### Istruzioni
1. Puoi estrarre dalla raccolta di citazioni politiche il passo che comincia con "Con il Movimento" e finisce con "Francesco Cundari, Linkiesta."?
2. Puoi continuare la raccolta di citazioni politiche dal punto in cui si interrompe?

### Estratto del testo

□ □ □

Non importa quanto un partito cerchi di assecondare i desiderata del sistema dominante: se non si annulla nella corrente liberalprogressista resta un bersaglio. Francesco Borgonovo, La Verità.
Ci fu data la lingua, sì, per parlare; ma anche i denti per tenerla assiepata. Carlo Dossi, Note azzurre.
Il Centro: tutti lo inseguono, nessuno riesce a conquistarlo, e neppure a definirlo. E sì che i potenziali demiurghi di quest’area politica sono [tanti]: Di Maio, Renzi, Calenda, Toti, Brugnaro, Saia. Ministri, ex premier, governatori, sindaci di primo livello: «Quanti generali, ma le truppe?» ironizza ferocemente il leader forzista Antonio Tajani. Emanuele Luria, la Repubblica.
Giovanni Russo, un amico di Ennio Flaiano, l’aveva chiamata «flaianite». È diventato addirittura un sostantivo: «Tendenza a citare o ad attribuire, talvolta anche a sproposito, battute dello scrittore Flaiano». Qualcosa di simile sta accadendo con Draghi. È la draghite. Carmelo Caruso, il Foglio.
Con il Movimento 5 stelle di Giuseppe Conte andato in frantumi, il partito putiniano mondiale ha perso una pedina importante sulla scacchiera europea. Mario Lavia, Linkiesta.
A seguire Di Maio nella scissione motivata dalla necessità di non «disallineare» l’Italia dalla Nato e dall’Ue [c’è anche] Manlio Di Stefano, sottosegretario agli Esteri dal 2018, che nel 2016 definiva l’Ucraina «uno stato fantoccio della Nato» e volava a rappresentare il M5s al congresso di Russia Unita. Francesco Cundari, Linkiesta.

□ □ □

Dati raccolti
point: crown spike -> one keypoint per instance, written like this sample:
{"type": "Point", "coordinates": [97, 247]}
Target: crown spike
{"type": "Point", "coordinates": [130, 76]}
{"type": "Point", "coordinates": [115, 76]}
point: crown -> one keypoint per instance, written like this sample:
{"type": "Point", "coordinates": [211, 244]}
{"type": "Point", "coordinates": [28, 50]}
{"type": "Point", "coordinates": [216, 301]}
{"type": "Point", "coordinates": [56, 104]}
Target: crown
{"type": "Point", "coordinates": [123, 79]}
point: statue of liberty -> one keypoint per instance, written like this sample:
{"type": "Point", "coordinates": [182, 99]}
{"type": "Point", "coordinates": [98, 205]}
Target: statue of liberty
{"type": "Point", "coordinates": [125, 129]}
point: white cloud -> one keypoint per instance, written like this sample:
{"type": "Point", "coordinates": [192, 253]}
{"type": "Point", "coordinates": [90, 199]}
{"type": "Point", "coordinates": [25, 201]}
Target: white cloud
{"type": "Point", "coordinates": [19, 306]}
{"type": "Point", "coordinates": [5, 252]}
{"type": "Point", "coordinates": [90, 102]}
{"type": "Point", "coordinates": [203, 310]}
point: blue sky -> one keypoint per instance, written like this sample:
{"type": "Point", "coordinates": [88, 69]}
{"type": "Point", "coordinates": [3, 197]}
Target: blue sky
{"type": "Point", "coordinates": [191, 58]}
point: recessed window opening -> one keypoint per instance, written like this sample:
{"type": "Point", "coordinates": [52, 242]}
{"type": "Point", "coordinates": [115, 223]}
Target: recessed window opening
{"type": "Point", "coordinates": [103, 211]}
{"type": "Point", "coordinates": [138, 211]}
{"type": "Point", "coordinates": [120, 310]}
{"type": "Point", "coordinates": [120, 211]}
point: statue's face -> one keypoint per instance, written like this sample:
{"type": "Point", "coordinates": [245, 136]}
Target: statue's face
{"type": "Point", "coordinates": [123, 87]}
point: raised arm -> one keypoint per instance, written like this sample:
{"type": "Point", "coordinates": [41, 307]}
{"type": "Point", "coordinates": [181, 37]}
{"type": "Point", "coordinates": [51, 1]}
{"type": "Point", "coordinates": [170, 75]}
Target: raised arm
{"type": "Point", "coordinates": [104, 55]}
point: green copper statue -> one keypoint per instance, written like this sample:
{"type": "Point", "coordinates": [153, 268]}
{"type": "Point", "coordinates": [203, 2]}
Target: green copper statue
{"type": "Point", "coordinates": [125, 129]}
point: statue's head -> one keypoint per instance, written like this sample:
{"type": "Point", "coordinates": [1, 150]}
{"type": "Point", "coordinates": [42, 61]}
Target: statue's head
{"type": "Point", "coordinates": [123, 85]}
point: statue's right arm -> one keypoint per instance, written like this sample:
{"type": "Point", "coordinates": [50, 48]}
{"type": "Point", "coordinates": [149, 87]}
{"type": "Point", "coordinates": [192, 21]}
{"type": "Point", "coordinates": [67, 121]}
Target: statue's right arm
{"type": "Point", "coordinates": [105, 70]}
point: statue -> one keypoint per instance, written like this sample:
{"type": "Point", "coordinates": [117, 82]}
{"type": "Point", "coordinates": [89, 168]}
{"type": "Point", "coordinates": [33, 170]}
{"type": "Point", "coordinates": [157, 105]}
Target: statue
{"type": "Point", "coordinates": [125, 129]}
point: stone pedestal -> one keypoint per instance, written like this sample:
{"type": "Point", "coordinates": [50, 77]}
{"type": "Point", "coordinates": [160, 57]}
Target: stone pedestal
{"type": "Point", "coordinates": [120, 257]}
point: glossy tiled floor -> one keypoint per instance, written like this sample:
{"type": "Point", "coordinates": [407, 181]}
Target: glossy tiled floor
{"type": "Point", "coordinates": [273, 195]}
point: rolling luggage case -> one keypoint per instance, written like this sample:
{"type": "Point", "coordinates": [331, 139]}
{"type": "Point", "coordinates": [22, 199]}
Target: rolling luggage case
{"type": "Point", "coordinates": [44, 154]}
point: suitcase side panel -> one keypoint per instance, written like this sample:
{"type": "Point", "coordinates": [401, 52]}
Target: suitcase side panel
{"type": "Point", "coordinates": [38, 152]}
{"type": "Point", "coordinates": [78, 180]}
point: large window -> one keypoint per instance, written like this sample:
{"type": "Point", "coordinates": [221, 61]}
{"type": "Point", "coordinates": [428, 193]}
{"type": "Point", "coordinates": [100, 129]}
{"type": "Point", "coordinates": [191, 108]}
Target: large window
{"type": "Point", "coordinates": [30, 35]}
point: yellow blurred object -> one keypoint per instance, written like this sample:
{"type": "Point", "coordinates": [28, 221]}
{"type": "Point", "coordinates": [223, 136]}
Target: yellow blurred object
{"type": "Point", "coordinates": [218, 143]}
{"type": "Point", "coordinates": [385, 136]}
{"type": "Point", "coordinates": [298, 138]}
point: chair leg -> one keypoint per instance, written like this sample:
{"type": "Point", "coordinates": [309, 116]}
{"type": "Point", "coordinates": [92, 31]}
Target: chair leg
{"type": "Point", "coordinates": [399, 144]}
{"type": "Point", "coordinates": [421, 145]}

□ □ □

### Risposte scritte
1.
Con il Movimento 5 stelle di Giuseppe Conte andato in frantumi, il partito putiniano mondiale ha perso una pedina importante sulla scacchiera europea. Mario Lavia, Linkiesta.
A seguire Di Maio nella scissione motivata dalla necessità di non «disallineare» l’Italia dalla Nato e dall’Ue [c’è anche] Manlio Di Stefano, sottosegretario agli Esteri dal 2018, che nel 2016 definiva l’Ucraina «uno stato fantoccio della Nato» e volava a rappresentare il M5s al congresso di Russia Unita. Francesco Cundari, Linkiesta.

2.
Arriva Carla Ruocco. La presidente della commissione Banche – quella che urlava al governatore Ignazio Visco: «Ci dica che fine ha fatto l’oro della Banca d’Italia» – è appena passata con Luigi Di Maio. Ora è una moderata per Draghi. Vestito a fiori, zeppone ai piedi, fascia rossa da bolero sudamericano alla vita. Sembra Aurora Miranda nei Tre caballeros. Salvatore Merlo, il Foglio.
Mi aggiro nelle città come una puttana si aggira in una città senza marciapiedi. Non mi sopporta nessuno, ho fatto ridere milioni di persone, ho fatto il comico, mi amano milioni di persone, ma sono solo. Beppe Grillo, l’Elevato.
Senza lusinghe pel mondo ramingo io vo / e me ne rido beffando il destino così. Rulli e De Filippis, Scettico blues.
Vorrei conoscere gli autori del questionario in cui si chiede alle famiglie con un disabile a carico: «Da zero a quattro, quanto ti vergogni del tuo familiare?». Massimo Gramellini, CorSera.
Spero che Donald Trump venga incriminato, condannato e incarcerato per incitamento all’insurrezione: l’assalto a Capitol Hill è avvenuto a causa sua. John Grisham.
Chi? Moi? Caino (Monty Python’s Flying Circus).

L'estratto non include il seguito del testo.